--- Start ---

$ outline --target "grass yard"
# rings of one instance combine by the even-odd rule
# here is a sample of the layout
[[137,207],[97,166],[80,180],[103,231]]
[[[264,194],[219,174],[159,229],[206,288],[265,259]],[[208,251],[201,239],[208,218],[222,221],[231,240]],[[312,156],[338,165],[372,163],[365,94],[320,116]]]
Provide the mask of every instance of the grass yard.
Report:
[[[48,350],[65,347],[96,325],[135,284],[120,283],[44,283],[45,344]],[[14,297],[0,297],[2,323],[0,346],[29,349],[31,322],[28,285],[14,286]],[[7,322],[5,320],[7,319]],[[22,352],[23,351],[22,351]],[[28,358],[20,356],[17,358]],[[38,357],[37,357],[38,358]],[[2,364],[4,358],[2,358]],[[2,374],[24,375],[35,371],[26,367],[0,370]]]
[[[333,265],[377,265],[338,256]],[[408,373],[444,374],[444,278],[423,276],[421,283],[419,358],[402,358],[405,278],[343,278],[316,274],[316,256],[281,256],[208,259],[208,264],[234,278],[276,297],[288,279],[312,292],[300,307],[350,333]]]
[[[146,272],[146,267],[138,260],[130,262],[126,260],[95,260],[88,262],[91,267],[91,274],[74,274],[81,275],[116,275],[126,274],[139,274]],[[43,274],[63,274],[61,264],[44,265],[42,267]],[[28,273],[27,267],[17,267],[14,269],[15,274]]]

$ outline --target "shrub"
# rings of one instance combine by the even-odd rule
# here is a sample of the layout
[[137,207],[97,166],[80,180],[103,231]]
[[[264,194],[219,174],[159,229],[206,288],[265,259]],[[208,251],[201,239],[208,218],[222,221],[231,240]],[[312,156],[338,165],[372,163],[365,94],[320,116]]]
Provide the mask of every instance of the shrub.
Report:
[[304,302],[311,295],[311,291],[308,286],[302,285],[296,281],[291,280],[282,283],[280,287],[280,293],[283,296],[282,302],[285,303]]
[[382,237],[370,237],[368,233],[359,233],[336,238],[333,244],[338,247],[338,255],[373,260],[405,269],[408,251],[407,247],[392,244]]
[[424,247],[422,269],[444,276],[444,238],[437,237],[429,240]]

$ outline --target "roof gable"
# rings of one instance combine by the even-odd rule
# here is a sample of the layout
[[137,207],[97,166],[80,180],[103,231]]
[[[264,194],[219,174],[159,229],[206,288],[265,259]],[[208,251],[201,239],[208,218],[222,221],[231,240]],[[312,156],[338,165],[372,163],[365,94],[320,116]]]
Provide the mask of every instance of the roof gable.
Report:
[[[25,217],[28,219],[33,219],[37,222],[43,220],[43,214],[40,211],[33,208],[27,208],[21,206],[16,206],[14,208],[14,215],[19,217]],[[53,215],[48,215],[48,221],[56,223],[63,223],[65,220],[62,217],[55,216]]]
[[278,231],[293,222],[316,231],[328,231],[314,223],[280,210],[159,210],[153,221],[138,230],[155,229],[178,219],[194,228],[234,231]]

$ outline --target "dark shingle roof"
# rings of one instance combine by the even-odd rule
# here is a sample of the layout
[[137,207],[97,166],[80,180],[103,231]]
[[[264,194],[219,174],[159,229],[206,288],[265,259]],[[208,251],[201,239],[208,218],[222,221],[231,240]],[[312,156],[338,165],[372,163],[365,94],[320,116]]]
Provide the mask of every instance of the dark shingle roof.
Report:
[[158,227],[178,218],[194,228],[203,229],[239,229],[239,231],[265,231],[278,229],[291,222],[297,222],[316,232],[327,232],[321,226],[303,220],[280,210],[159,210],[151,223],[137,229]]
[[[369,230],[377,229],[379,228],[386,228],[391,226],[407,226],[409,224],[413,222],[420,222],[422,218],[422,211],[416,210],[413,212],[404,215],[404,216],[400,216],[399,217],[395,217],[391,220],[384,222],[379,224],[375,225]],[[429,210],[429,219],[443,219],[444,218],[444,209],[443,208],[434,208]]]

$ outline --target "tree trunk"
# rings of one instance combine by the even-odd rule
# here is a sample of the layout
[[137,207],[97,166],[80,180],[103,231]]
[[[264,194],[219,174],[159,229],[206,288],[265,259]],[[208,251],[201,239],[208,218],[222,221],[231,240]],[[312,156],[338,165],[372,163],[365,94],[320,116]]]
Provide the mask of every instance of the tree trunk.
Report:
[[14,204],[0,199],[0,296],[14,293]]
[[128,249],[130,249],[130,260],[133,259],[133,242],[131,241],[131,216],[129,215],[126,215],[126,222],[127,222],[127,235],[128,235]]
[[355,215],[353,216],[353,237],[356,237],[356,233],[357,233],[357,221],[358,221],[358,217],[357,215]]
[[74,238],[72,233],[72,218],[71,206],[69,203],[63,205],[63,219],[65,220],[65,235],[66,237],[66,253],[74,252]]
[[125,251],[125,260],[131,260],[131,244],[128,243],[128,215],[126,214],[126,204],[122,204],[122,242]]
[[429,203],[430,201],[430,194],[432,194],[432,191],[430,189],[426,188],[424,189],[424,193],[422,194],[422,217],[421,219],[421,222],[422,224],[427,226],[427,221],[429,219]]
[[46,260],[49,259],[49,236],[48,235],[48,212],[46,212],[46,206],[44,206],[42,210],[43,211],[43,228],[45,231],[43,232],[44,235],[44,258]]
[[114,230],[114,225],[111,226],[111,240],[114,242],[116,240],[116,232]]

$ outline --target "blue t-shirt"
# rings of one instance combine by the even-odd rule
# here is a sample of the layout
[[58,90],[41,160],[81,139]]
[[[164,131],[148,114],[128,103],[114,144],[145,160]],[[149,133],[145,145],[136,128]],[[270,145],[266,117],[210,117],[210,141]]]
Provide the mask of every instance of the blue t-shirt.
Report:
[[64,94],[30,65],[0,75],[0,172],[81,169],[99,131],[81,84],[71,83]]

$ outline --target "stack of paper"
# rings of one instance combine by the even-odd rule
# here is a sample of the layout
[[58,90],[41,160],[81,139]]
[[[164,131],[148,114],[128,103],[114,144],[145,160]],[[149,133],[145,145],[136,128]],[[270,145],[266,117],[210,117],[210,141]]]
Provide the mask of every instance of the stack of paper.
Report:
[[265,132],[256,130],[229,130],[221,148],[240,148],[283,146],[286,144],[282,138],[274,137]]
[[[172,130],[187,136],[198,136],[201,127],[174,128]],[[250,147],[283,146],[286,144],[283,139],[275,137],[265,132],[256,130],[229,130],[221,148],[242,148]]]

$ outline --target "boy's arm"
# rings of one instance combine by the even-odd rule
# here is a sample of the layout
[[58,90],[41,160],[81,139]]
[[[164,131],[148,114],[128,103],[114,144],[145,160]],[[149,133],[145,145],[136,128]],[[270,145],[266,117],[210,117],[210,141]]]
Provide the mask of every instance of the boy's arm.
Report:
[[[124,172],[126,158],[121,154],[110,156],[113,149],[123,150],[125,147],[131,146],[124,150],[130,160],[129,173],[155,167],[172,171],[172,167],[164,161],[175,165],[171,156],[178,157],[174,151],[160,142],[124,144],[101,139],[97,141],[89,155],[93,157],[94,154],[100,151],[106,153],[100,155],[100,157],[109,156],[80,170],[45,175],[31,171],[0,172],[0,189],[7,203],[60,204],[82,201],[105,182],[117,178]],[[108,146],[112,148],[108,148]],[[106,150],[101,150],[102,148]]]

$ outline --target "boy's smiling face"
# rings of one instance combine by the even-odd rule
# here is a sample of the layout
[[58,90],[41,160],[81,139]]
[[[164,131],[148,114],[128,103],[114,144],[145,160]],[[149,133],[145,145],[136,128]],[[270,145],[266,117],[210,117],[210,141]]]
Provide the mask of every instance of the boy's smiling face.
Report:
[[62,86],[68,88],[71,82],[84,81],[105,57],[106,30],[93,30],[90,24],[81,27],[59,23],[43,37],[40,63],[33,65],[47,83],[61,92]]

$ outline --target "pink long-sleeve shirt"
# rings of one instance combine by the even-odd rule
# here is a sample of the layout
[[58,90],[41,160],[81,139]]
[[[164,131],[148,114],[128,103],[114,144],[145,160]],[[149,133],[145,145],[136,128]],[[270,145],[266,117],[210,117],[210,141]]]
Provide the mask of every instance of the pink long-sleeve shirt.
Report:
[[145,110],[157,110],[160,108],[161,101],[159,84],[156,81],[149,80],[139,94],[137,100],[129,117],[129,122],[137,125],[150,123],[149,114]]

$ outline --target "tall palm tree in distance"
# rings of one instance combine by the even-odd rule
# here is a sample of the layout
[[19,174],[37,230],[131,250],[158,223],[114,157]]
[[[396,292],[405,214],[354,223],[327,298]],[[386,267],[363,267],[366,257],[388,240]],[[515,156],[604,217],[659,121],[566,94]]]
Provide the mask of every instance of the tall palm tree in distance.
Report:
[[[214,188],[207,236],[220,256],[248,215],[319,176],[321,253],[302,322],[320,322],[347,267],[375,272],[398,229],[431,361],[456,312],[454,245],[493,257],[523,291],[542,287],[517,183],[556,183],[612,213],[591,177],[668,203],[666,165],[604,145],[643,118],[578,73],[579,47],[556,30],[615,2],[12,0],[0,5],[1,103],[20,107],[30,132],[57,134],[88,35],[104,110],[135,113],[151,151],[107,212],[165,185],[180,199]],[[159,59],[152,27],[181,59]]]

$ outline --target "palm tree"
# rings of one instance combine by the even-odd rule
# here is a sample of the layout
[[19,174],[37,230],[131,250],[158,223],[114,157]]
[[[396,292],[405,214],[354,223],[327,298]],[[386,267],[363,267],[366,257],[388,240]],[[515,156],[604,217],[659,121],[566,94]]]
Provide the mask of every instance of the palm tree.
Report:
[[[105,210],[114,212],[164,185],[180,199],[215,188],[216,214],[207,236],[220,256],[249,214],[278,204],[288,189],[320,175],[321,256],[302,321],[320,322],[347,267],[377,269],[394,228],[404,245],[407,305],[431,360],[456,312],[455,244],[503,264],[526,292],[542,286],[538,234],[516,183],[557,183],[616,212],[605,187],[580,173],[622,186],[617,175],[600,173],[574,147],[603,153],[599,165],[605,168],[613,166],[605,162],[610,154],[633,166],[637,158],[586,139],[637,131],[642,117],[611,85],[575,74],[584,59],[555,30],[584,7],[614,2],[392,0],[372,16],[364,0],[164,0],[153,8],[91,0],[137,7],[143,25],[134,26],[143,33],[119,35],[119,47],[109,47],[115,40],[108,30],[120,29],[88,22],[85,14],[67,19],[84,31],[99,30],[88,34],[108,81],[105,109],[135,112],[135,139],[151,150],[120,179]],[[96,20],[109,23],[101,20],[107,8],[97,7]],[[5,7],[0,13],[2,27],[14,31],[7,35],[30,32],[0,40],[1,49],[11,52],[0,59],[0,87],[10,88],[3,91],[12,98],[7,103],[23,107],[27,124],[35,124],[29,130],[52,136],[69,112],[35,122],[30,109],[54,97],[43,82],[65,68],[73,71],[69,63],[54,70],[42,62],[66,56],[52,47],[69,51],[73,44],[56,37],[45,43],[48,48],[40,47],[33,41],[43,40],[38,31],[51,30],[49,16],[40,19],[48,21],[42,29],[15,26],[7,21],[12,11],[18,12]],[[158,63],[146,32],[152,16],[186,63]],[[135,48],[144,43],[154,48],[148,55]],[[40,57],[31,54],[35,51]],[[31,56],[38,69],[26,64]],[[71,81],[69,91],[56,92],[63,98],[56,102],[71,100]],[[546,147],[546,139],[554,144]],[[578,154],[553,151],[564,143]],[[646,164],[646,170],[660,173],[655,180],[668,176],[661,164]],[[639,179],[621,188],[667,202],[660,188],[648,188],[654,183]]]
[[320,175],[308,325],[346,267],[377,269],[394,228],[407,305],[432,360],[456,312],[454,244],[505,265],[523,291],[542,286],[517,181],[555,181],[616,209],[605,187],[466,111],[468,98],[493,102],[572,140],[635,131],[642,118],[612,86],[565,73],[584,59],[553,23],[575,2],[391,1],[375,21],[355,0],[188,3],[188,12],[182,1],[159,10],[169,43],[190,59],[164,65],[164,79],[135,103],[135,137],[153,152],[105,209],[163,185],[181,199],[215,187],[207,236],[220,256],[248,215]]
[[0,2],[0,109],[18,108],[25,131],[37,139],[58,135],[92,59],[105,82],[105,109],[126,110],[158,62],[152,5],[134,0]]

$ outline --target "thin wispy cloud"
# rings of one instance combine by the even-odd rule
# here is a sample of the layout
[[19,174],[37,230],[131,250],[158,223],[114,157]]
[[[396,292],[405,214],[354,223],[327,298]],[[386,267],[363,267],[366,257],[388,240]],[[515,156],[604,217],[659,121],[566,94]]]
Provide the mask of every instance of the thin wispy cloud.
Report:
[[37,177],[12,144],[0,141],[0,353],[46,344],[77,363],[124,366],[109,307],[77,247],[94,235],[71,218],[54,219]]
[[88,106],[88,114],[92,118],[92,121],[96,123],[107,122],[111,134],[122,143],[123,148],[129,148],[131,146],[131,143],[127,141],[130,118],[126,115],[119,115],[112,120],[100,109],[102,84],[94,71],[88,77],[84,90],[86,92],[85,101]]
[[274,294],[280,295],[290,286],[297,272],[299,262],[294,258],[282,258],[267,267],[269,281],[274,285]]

--- End ---

WORK INSTRUCTIONS:
Locate each line in the rows above that contains the string "shirt", matching case, and copy those lines out in full.

ANSWER TO THIS EXERCISE:
$ outline --target "blue t-shirt"
Provide the mask of every instance of the blue t-shirt.
$ outline --target "pink long-sleeve shirt"
Provide the mask of every instance of the pink long-sleeve shirt.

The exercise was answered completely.